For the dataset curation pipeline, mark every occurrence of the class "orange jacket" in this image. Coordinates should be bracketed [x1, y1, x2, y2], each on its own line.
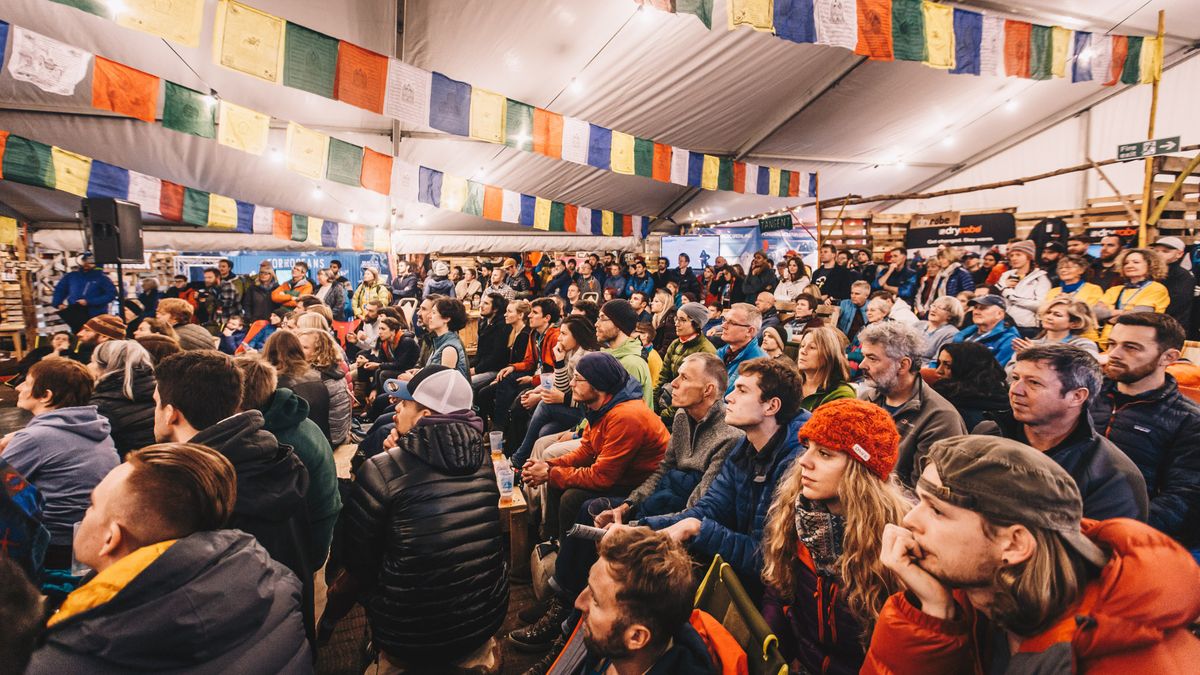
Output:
[511, 325, 559, 379]
[271, 278, 314, 308]
[863, 518, 1200, 675]
[547, 391, 668, 493]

» ACTIVITY:
Every line above must appear in the answer unchanged, and no picture may appear in it.

» OUTPUT OF THE TASK:
For the dataset curation pipeline, mark every occurrence of the class "orange jacket" in this image. Coordinates should be bracketed [x1, y1, x2, y2], each on its own line.
Output:
[511, 325, 559, 379]
[271, 278, 314, 308]
[863, 518, 1200, 675]
[547, 391, 668, 493]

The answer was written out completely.